给定文本 >>
>>>>>
线程池源码解读

发表于 2022-08-12 分类于 java

线程池的在 Java并发中使用最多的一种手段，也是性能和易用性相对来说比较均衡的方式，下面我们就一起探索先线程池的原理。

线程池分配线程流程

对于线程池的使用，在这篇文章中就不过多的赘述，首先我们先看下线程池的分配线程的逻辑。

我们知道，在创建线程池的有 7 个核心的参数：

corePoolSize：核心线程数

maximumPoolSize：最大线程数

keepAliveTime：空闲线程存活时间

TimeUnit: 单位

workQueue：阻塞队列

ThreadFactory：线程工厂

RejectedExecutionHandler：拒绝策略

在这 7 个参数中，其中我们最重要的几个参数是 corePoolSize，maximumPoolSize，workQueue ，这三个参数来决定线程池主要的线程数和任务队列长度。

具体的流程图如下（图片来自网上，侵删）：

构造函数的理解

构造函数的是我们创建线程池的第一步，可以简单的看下，搞清楚内部的变量是如何赋值的。

public ThreadPoolExecutor(int corePoolSize,
                             int maximumPoolSize,
                             long keepAliveTime,
                             TimeUnit unit,
                             BlockingQueue<Runnable> workQueue,
                             ThreadFactory threadFactory,
                             RejectedExecutionHandler handler) {
       if (corePoolSize < 0 ||
           maximumPoolSize <= 0 ||
           maximumPoolSize < corePoolSize ||
           keepAliveTime < 0)
           throw new IllegalArgumentException();
       if (workQueue == null || threadFactory == null || handler == null)
           throw new NullPointerException();
       this.acc = System.getSecurityManager() == null ?
               null :
               AccessController.getContext();
       this.corePoolSize = corePoolSize;
       this.maximumPoolSize = maximumPoolSize;
       this.workQueue = workQueue;
       // 这个是重点
       // Timeout in nanoseconds for idle threads waiting for work. Threads use this timeout when there are more than corePoolSize present or if allowCoreThreadTimeOut. Otherwise they wait forever for new work.
<<<<<
数据摘录 >>
>>>>>
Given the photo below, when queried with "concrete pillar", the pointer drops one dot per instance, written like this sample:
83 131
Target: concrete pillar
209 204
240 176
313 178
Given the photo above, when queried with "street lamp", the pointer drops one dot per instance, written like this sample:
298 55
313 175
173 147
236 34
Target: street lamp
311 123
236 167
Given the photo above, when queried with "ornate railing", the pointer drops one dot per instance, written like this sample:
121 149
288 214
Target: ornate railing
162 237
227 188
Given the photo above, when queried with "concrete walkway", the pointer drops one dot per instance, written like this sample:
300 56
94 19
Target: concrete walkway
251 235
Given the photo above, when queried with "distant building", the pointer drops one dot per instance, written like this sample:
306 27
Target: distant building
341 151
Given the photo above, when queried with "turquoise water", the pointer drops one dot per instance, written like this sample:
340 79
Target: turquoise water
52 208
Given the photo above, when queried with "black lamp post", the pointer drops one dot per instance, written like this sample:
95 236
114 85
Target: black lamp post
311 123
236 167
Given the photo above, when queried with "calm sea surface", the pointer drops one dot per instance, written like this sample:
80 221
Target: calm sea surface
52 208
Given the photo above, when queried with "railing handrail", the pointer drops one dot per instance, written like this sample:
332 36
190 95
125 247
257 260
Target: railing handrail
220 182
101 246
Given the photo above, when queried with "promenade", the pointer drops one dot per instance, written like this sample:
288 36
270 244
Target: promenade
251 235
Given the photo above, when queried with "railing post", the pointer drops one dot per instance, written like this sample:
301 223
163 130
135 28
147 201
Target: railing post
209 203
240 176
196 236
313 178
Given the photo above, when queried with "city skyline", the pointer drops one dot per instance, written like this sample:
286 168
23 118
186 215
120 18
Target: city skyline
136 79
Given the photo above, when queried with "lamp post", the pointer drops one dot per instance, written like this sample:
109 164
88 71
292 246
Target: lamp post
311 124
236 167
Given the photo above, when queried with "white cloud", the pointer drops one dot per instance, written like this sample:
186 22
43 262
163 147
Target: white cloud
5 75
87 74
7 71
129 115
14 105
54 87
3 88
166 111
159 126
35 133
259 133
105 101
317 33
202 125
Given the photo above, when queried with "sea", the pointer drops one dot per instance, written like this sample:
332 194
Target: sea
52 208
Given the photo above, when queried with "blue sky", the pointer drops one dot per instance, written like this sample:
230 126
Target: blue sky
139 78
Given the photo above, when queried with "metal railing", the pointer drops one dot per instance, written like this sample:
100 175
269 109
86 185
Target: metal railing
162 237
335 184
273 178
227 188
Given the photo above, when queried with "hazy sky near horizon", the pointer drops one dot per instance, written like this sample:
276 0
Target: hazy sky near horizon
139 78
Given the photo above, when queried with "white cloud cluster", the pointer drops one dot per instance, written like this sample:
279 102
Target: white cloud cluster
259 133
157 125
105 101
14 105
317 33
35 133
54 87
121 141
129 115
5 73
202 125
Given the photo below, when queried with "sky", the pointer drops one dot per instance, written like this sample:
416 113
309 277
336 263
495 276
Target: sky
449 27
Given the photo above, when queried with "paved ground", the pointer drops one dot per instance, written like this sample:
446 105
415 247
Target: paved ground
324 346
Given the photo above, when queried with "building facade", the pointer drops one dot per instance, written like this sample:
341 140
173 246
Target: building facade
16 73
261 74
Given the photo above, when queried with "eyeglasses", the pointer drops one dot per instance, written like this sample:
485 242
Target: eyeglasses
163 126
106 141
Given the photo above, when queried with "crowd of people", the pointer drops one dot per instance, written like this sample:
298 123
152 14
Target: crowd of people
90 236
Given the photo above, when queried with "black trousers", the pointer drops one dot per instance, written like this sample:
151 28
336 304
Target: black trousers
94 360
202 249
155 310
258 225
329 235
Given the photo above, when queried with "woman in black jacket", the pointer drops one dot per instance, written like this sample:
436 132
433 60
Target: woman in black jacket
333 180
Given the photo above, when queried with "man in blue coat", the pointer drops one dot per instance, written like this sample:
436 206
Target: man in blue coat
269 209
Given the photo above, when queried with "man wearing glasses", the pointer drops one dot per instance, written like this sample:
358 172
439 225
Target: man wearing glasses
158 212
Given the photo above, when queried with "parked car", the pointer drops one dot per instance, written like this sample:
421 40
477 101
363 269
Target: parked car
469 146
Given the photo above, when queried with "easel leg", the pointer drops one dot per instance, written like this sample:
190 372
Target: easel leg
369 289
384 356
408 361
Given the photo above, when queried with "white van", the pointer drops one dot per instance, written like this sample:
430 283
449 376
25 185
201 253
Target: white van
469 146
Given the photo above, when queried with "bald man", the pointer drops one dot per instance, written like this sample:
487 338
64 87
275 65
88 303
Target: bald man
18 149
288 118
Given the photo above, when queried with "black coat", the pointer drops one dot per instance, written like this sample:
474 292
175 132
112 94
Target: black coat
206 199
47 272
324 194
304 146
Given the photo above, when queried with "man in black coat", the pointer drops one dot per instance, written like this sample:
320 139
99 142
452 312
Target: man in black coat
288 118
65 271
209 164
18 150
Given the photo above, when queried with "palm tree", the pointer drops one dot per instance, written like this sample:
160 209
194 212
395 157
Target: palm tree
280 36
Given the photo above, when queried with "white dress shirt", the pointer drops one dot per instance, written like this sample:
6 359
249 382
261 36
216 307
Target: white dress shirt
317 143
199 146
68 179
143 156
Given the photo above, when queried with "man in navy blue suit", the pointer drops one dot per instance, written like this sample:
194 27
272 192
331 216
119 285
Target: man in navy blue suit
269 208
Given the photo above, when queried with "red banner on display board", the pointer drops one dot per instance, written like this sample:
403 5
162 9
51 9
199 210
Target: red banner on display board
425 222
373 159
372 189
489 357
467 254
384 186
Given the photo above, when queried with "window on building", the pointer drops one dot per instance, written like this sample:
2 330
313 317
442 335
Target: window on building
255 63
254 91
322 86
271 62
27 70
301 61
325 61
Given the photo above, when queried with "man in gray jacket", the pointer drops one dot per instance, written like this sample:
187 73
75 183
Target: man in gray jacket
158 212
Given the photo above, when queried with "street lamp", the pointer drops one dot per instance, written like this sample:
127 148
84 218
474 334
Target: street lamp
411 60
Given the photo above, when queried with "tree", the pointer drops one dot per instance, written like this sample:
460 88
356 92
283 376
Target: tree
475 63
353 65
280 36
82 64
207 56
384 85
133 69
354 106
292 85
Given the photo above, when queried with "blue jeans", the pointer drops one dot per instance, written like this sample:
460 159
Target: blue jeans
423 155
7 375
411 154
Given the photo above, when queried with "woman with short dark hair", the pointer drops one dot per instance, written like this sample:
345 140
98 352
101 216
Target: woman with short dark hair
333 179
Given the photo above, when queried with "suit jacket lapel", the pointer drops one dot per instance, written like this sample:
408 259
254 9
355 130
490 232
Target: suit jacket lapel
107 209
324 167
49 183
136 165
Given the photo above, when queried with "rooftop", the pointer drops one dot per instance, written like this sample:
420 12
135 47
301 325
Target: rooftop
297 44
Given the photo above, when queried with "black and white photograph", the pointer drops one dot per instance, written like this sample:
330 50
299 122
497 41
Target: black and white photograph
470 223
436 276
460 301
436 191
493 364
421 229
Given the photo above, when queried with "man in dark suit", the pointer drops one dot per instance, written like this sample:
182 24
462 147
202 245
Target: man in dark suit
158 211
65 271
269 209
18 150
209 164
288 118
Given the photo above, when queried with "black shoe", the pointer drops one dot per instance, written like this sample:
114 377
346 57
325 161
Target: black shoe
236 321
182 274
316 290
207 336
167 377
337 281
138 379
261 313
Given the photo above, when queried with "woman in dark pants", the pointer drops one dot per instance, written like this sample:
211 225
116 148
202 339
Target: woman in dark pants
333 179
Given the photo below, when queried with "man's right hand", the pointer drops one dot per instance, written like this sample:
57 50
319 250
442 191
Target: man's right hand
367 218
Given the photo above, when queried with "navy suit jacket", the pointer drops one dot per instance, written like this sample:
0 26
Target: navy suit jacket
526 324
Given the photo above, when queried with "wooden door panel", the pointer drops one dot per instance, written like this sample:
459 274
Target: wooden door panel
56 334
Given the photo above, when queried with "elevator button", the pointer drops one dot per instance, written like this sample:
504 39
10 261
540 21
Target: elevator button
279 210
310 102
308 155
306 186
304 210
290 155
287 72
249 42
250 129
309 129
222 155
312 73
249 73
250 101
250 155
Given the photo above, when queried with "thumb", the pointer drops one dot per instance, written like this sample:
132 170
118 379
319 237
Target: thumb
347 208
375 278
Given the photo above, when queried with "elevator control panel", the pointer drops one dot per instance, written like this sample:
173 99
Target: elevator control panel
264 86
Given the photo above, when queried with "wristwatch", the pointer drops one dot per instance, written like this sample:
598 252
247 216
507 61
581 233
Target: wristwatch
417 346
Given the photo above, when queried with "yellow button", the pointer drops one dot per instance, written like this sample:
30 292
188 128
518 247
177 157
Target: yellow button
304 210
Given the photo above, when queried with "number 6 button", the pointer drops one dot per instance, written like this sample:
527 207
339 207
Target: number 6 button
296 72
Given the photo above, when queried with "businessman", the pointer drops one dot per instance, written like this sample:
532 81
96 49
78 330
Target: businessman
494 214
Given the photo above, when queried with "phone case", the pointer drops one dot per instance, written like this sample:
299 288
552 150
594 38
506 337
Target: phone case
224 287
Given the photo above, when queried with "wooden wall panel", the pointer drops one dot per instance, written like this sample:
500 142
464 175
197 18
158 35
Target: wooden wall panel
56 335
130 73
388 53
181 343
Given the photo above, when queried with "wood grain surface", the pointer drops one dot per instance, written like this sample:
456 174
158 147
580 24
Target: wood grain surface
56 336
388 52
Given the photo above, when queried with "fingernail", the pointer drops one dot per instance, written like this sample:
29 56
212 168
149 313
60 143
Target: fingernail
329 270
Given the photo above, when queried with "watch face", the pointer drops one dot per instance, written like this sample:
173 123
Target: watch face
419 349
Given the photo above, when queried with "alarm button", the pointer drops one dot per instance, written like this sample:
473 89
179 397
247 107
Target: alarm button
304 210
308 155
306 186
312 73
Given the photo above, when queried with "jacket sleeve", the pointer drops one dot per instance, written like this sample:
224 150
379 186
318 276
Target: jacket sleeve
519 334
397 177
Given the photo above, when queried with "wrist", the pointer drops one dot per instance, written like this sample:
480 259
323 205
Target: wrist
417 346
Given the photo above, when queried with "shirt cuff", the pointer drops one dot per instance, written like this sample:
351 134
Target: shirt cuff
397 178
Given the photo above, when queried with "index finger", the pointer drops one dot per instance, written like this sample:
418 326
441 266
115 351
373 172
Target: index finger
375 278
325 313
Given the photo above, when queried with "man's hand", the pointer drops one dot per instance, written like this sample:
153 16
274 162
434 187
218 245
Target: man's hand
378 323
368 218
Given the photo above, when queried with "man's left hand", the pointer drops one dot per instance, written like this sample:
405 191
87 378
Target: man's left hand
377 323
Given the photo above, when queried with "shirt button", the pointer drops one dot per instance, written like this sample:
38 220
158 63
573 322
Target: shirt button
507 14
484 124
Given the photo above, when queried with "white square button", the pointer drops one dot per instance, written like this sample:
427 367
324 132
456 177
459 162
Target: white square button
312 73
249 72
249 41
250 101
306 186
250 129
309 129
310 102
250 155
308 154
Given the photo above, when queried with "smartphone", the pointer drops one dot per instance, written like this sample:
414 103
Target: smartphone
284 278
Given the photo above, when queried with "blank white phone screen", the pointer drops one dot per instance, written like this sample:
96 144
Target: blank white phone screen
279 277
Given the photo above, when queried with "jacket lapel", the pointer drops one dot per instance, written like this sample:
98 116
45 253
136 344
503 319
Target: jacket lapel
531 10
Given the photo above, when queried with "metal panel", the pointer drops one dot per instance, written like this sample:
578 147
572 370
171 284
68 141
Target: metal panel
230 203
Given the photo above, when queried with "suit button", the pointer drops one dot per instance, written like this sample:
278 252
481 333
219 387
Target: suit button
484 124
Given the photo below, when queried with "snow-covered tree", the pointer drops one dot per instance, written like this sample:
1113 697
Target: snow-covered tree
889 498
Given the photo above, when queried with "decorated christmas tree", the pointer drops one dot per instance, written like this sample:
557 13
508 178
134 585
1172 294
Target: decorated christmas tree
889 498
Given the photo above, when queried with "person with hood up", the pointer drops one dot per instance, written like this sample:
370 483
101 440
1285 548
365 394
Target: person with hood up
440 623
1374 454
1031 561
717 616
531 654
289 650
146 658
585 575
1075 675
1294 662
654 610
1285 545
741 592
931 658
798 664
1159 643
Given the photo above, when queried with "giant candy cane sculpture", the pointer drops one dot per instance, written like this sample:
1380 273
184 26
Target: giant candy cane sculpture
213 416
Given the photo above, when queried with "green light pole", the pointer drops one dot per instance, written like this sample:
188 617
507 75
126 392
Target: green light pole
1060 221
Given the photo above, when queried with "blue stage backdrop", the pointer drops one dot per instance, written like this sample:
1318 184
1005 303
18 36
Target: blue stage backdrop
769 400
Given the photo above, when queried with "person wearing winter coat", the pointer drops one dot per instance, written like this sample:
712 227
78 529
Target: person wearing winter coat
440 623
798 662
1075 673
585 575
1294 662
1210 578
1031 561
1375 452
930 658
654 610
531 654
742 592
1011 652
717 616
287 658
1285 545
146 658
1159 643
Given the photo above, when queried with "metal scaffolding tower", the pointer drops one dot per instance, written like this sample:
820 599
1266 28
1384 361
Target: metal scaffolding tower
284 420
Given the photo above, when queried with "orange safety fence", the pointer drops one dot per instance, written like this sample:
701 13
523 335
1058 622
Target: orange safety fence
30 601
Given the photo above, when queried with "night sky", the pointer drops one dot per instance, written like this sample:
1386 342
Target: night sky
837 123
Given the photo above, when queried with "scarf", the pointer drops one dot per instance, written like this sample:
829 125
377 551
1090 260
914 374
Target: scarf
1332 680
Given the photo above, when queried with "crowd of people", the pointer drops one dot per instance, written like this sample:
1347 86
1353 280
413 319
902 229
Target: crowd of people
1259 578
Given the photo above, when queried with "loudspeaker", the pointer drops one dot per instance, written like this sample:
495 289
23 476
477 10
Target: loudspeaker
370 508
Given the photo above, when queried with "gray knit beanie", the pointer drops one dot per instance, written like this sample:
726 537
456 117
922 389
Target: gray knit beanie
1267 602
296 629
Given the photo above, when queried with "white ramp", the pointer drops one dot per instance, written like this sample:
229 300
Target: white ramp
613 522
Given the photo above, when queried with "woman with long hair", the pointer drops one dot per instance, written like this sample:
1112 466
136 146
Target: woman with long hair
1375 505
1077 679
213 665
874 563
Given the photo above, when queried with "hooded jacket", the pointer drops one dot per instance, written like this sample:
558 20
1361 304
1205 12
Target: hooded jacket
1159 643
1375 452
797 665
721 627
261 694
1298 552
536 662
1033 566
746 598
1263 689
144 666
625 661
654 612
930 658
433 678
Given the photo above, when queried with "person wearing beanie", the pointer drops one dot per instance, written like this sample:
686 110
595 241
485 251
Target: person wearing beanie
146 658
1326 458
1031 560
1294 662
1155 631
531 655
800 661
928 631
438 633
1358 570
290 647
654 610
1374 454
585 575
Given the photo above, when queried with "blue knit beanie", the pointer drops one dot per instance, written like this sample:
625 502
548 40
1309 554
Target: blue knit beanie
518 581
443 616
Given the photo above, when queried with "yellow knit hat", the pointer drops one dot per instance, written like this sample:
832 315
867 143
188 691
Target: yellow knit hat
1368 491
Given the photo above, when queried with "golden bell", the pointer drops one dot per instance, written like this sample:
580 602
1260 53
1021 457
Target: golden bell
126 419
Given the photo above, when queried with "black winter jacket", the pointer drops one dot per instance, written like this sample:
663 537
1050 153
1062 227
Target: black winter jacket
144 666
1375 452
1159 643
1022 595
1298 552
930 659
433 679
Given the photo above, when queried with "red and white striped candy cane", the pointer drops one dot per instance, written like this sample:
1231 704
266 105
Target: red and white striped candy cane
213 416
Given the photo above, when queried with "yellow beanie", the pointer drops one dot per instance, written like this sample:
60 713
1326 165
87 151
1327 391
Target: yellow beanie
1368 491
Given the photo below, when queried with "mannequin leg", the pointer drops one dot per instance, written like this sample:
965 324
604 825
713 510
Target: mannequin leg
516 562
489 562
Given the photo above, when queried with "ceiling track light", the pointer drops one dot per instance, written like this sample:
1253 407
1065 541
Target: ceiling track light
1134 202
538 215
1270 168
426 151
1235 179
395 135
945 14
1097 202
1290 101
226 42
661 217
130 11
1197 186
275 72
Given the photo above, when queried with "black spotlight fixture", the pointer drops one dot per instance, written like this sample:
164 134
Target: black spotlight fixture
<<<<<
操作说明 >>
[A] 根据线程池源码解读一文回答：
(i) 该文在何时发表，归在哪个分类下？
(ii) 作者认为 7 个核心参数中最重要的是哪三个？
(iii) 构造函数里，workQueue、threadFactory 或 handler 为 null 时会抛出什么异常？
[B] 从线程池源码解读一文停下的地方接着往下写。

练习结果 >>
[A]
(i) 2022-08-12，分类为 java。
(ii) corePoolSize、maximumPoolSize、workQueue。
(iii) NullPointerException。

[B]
      // 等待工作的线程池的超时 NS 时间，当线程多于核心线程数据数时候或者 allowCoreThreadTimeOut==true,现成会用此次的线程超时时间。 否则 他们会永远等待
       this.keepAliveTime = unit.toNanos(keepAliveTime);
       this.threadFactory = threadFactory;
       this.handler = handler;
   }

几个特殊变量的含义

在阅读代码时候，会有几个变量的障碍，因为设计的过于巧妙，所以看起来稍微有点晦涩。在下面的代码里，已经注释了相关代码的含义：

// ctl= 11100000 00000000 00000000 00000000|0= RUNNING
private final AtomicInteger ctl = new AtomicInteger(ctlOf(RUNNING, 0));
// Interger.SIZE 值是 32 这里的值是 32-3=29 
private static final int COUNT_BITS = Integer.SIZE - 3;
// 实际是 1<<29-1 
// 00100000 00000000 00000000 00000000 - 1
// 00011111 11111111 11111111 11111111
private static final int CAPACITY   = (1 << COUNT_BITS) - 1;

// runState is stored in the high-order bits
// -1 << 29 
// 11111111 11111111 11111111 11111111 << 29
// 11100000 00000000 00000000 00000000
// 取前 3 位 111
private static final int RUNNING    = -1 << COUNT_BITS;
// 000 
private static final int SHUTDOWN   =  0 << COUNT_BITS;
// 010
private static final int STOP       =  1 << COUNT_BITS;
// 100
private static final int TIDYING    =  2 << COUNT_BITS;
// 110
private static final int TERMINATED =  3 << COUNT_BITS;

// Packing and unpacking ctl
// CAPACITY = 00011111 11111111 11111111 11111111
// ~CAPACITY= 11100000 00000000 00000000 00000000
// c & ~CAPACITY
// 因为~CAPACITY 头三位为 111 ，所以&运算都是它本身
private static int runStateOf(int c)     { return c & ~CAPACITY; }
// 同理 CAPACITY 也都是本身
private static int workerCountOf(int c)  { return c & CAPACITY; }
private static int ctlOf(int rs, int wc) { return rs | wc; }

核心分配线程逻辑

public void execute(Runnable command) {
       if (command == null)
           throw new NullPointerException();
       int c = ctl.get();
       // 1. 如果小于核心线程数，直接addWork,第二个参数 true 代表是核心线程
       if (workerCountOf(c) < corePoolSize) {
           if (addWorker(command, true))
               return;
           c = ctl.get();
       }
       // 2.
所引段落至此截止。